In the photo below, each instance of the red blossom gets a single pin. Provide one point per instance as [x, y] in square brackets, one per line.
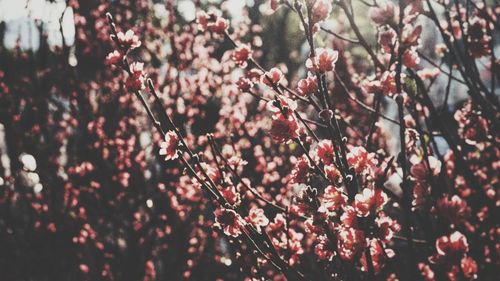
[257, 218]
[369, 201]
[323, 61]
[128, 40]
[307, 86]
[229, 221]
[168, 148]
[241, 55]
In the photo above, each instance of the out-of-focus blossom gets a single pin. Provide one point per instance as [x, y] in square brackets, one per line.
[136, 79]
[321, 9]
[383, 12]
[241, 55]
[128, 40]
[323, 61]
[168, 148]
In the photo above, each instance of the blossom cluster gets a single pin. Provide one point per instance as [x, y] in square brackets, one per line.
[352, 143]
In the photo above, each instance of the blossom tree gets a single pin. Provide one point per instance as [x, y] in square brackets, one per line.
[280, 140]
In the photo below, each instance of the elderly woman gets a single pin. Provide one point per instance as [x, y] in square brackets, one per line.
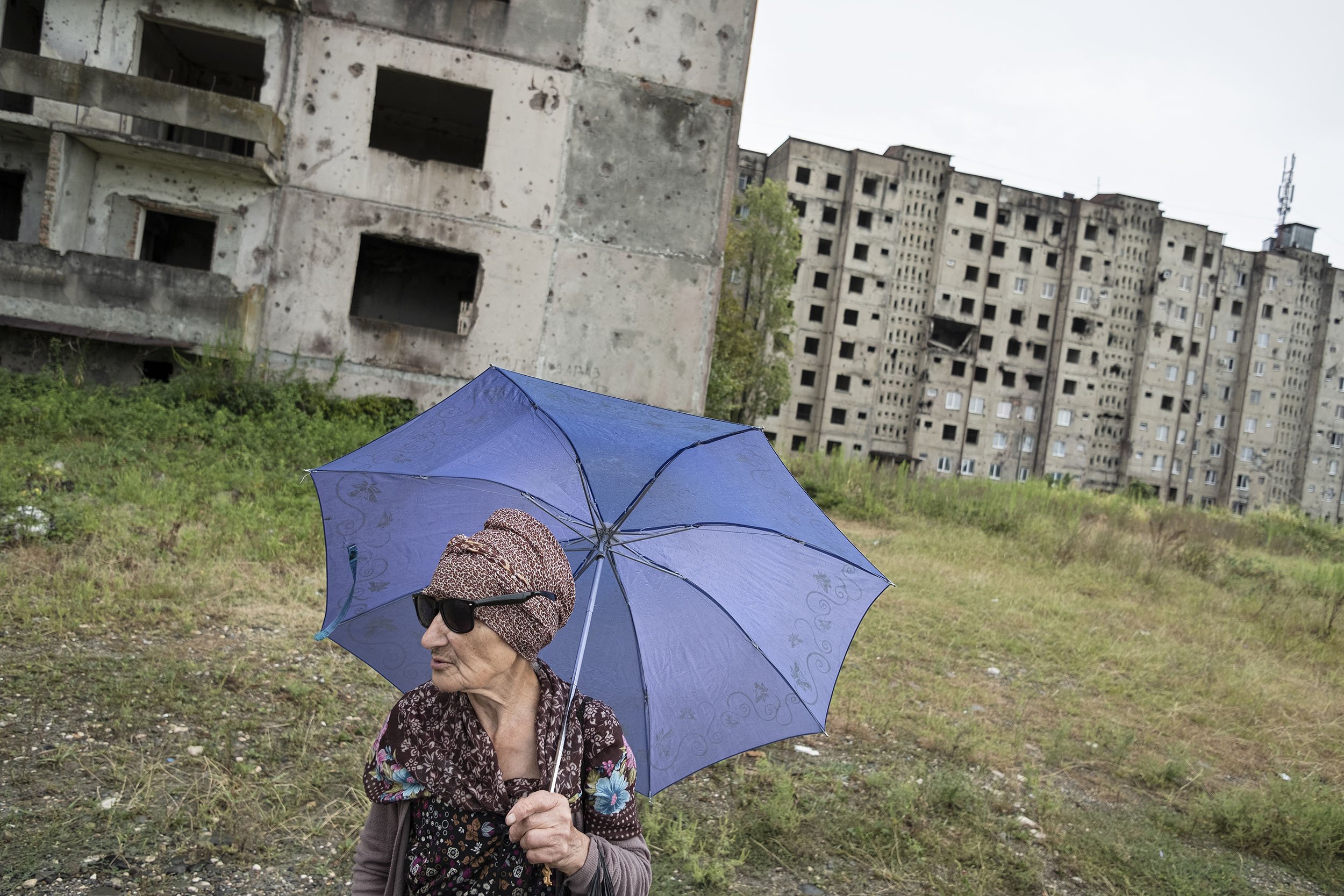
[456, 776]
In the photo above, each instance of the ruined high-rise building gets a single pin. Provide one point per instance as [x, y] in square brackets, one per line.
[972, 328]
[399, 190]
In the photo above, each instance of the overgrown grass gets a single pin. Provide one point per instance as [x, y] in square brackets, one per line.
[1157, 672]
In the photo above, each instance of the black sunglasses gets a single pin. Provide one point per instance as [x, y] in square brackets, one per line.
[459, 614]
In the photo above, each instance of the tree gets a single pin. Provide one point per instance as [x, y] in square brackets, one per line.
[749, 375]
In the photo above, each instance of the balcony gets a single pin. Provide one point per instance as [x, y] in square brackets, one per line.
[121, 300]
[147, 100]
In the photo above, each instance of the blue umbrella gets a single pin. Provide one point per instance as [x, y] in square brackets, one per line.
[721, 599]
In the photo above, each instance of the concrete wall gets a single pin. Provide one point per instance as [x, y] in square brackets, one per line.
[598, 211]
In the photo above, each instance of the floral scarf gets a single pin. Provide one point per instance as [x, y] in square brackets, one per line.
[433, 744]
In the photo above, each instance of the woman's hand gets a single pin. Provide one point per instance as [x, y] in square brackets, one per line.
[542, 824]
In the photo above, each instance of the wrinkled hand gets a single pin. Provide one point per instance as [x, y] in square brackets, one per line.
[542, 824]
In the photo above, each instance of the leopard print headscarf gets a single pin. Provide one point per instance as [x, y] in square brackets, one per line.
[514, 553]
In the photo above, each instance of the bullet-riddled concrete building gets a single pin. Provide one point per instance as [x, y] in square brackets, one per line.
[402, 190]
[972, 328]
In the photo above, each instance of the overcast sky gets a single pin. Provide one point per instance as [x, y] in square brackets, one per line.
[1191, 104]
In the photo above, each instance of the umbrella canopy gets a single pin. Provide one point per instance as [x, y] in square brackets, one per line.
[725, 597]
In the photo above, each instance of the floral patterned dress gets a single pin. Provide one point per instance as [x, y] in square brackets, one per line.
[459, 841]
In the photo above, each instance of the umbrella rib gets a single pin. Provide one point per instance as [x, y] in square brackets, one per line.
[588, 486]
[546, 505]
[759, 529]
[682, 450]
[725, 610]
[639, 664]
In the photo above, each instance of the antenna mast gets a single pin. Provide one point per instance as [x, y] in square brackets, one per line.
[1285, 191]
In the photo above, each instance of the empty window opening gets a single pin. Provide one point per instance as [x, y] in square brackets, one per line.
[11, 203]
[156, 371]
[433, 120]
[952, 335]
[414, 285]
[22, 33]
[227, 63]
[178, 241]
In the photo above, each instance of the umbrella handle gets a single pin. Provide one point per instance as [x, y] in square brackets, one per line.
[578, 666]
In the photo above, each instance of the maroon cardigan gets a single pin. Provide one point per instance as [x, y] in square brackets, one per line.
[381, 857]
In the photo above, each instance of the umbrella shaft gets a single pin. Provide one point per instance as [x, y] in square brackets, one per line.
[578, 665]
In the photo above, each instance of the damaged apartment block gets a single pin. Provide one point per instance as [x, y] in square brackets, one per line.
[382, 197]
[952, 336]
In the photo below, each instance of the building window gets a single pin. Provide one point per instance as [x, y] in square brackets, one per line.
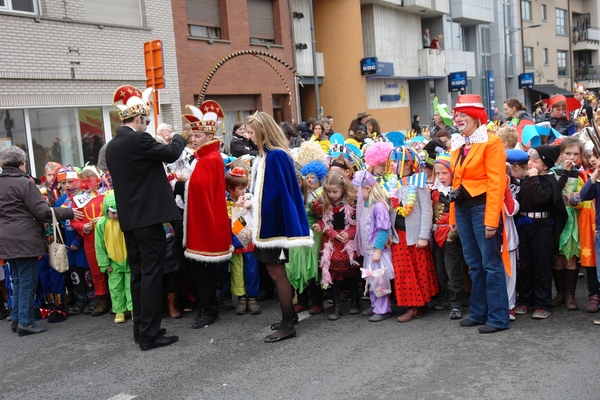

==================================================

— Written instruction —
Arrange every line of the listing above as a Markdown table with the columns "Row" and "Line," putting each row number in the first and the line's text in the second. Skip blank lines, and leave the pictures out of the table.

— Output below —
| Row | Line |
|---|---|
| 1 | In the photo below, each instance of the red blossom gets a single pin. Provide one point per instance as [x, y] in square brackets, one per line. |
| 2 | [257, 218] |
| 3 | [369, 201] |
| 4 | [323, 61] |
| 5 | [128, 40] |
| 6 | [307, 86] |
| 7 | [229, 221] |
| 8 | [168, 148] |
| 9 | [241, 55] |
| 10 | In the photo above, each instance of the out-of-focus blossom gets a single pin. Provide one point per instance as [x, y] in square brackets, one per line. |
| 11 | [136, 79] |
| 12 | [321, 9] |
| 13 | [383, 12] |
| 14 | [241, 55] |
| 15 | [128, 40] |
| 16 | [323, 61] |
| 17 | [168, 148] |
| 18 | In the photo above, each instance of the blossom cluster gets a single pin. Provide one point per instance as [x, y] in square brackets, one per line. |
| 19 | [352, 143] |
| 20 | In the photo above, each instance of the blossom tree gets a single pin. Provide one point per instance as [x, y] in square brackets, one per line. |
| 21 | [280, 140] |
| 22 | In the photo below, each instance of the elderly woman gets a single pin. Provide one point per instance as [x, y] in square brackets, one per line. |
| 23 | [456, 776] |
| 24 | In the photo above, each instance of the ruined high-rise building gets a single pin. Provide one point per instance as [x, y] in square brackets, one per line. |
| 25 | [972, 328] |
| 26 | [399, 190] |
| 27 | In the photo above, each instance of the overgrown grass gets a single pin. Provide one point per instance as [x, y] in square brackets, one per line. |
| 28 | [1157, 672] |
| 29 | In the photo above, each instance of the black sunglasses gets a single pin. Provide one point per instance as [x, y] in square brackets, one per line. |
| 30 | [459, 614] |
| 31 | In the photo above, each instance of the tree gets a single pin. Provide one point per instance as [x, y] in square brackets, one per line. |
| 32 | [749, 375] |
| 33 | In the photo above, each instance of the balcony gets a single pin. Provide one point per instance as [x, y] in square brackets, one per line. |
| 34 | [121, 300] |
| 35 | [147, 100] |
| 36 | In the photo above, each instance of the blue umbrella gets a single pin. Provide one point per instance as [x, y] in square brackets, one per line. |
| 37 | [721, 599] |
| 38 | In the photo above, each instance of the concrete wall gets a single pin. Provide one point per instance as [x, y] in square brackets, one per line. |
| 39 | [598, 211] |
| 40 | In the photo above, each instance of the floral scarf gets a single pin. Provide one point per instance as [x, y] in square brackets, one per line. |
| 41 | [433, 744] |
| 42 | In the photo above, each instance of the woman's hand gets a single pin. Provide one point per instance as [x, y] in square brackets, one per line. |
| 43 | [542, 824] |
| 44 | In the photo above, each instance of the wrinkled hand gets a single pin. Provide one point per instance as [x, y] in square brackets, one per line. |
| 45 | [542, 824] |
| 46 | In the photo above, each instance of the leopard print headscarf gets a single pin. Provide one point per instance as [x, y] in square brackets, one per line. |
| 47 | [514, 553] |
| 48 | In the photo above, each instance of the bullet-riddled concrete building gets a single pin. Provide one point per instance as [x, y] in square brackets, one per line. |
| 49 | [402, 190] |
| 50 | [972, 328] |
| 51 | In the photo above, each instance of the overcast sky gets a single pin. Provide one point per instance as [x, y] in square brackets, one per line. |
| 52 | [1191, 104] |
| 53 | In the photo above, each instance of the umbrella canopy gets a single pin. Provide one point per instance as [x, y] in square brackets, one per line. |
| 54 | [725, 597] |
| 55 | In the photo above, each instance of the floral patterned dress gets a single pin. Provide one point per instance as [x, y] in square brackets, one per line. |
| 56 | [459, 841] |
| 57 | In the photo above, each instance of the umbrella rib gets a single pin. Provide one point per instance as [x, y] in square brackets, one per line. |
| 58 | [588, 486] |
| 59 | [546, 505] |
| 60 | [759, 529] |
| 61 | [682, 450] |
| 62 | [725, 610] |
| 63 | [639, 664] |
| 64 | In the photo above, each instance of the antenna mast gets a single pin. Provide one point per instance as [x, y] in square brackets, one per line. |
| 65 | [1285, 191] |
| 66 | In the photo above, each instance of the empty window opening gets a single pin. Provide one point per instance as [x, y] in square brackets, one per line. |
| 67 | [11, 203] |
| 68 | [156, 371] |
| 69 | [433, 120] |
| 70 | [952, 335] |
| 71 | [414, 285] |
| 72 | [22, 33] |
| 73 | [227, 63] |
| 74 | [178, 241] |
| 75 | In the photo above, each instance of the umbrella handle gets a single pin. Provide one point per instance as [x, y] in square brackets, one per line. |
| 76 | [578, 666] |
| 77 | In the photo above, each instance of the maroon cardigan gets a single pin. Provide one point per instance as [x, y] in square brackets, one per line. |
| 78 | [381, 857] |
| 79 | In the photo above, each instance of the umbrella shaft gets a single pin. Provide one point per instance as [x, y] in square brackets, one per line. |
| 80 | [578, 665] |
| 81 | In the photo above, each instance of the damaged apartment block gets a single pin. Provide one point per instance as [x, y] in square brackets, one per line. |
| 82 | [382, 197] |
| 83 | [952, 336] |
| 84 | In the photo below, each instance of the building window gets a single pin. Provide one point per instance as [x, y] in square brackets, one per line. |